MATERIAL FOR THIS TASK below:

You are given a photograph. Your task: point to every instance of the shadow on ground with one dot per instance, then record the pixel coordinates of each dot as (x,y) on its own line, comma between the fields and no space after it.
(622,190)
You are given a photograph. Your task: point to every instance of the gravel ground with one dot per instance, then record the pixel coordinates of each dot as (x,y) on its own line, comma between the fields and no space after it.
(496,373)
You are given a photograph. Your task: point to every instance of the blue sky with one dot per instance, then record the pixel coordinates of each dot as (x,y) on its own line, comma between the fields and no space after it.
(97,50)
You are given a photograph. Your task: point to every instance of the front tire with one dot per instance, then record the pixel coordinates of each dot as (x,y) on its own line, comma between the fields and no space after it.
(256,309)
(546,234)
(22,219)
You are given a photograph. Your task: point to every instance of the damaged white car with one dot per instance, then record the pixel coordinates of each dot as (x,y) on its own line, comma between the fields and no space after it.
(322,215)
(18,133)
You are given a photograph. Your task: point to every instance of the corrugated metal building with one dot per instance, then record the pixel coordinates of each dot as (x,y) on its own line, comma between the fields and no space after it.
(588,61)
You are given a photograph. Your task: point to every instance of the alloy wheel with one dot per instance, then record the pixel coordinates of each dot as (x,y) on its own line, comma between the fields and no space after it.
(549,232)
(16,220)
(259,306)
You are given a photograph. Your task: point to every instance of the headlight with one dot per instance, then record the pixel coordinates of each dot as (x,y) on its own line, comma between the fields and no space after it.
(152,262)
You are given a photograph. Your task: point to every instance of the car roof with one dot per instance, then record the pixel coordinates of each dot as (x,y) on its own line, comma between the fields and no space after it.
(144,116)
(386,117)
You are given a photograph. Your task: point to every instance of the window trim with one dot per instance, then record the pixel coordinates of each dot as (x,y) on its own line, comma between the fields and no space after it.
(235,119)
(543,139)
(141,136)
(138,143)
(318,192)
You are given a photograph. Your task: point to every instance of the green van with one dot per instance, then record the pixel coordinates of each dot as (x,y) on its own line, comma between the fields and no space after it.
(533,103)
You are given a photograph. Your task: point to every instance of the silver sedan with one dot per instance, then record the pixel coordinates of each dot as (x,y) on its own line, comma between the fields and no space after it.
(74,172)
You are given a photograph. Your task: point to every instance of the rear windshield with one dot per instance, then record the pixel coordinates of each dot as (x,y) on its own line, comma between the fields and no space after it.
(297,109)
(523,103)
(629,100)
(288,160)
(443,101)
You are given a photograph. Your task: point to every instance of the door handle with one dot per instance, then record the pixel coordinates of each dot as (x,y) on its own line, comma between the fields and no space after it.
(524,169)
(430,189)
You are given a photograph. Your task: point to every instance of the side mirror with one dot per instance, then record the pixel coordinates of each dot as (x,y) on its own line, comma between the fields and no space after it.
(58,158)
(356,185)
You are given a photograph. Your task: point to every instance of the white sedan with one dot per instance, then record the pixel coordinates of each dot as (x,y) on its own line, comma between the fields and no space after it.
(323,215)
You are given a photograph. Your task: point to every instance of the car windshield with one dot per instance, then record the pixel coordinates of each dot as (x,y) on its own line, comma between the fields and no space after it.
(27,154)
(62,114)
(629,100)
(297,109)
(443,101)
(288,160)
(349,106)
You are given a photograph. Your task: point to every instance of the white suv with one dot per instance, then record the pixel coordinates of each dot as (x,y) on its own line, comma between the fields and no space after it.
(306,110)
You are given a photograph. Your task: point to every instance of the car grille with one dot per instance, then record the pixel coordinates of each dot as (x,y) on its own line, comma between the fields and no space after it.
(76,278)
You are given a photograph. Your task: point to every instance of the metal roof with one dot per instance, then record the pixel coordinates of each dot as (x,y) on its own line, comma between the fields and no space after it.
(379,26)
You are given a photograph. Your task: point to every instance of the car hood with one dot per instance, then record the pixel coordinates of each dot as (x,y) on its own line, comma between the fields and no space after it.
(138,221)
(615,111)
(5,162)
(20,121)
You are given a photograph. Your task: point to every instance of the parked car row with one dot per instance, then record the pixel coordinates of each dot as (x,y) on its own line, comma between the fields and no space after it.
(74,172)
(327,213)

End of MATERIAL FOR THIS TASK.

> [TO DO]
Nothing outside the span should appear: transcribe the lines from the one containing "the car hood" through the last line of the records.

> [THE ANSWER]
You are given a photograph. Your task: point to every instance of the car hood with one dot per instance, then record the pixel coordinates of each dot as (x,y) on its own line, comma between the fields and no space after it.
(138,221)
(615,111)
(5,162)
(20,121)
You are given a photograph. Your task: point to every instance of the parked car row with one dot per instance, then record the pixel coordinates of each dot as (x,y) on its own line, comma between the fields and no space after it.
(74,172)
(327,213)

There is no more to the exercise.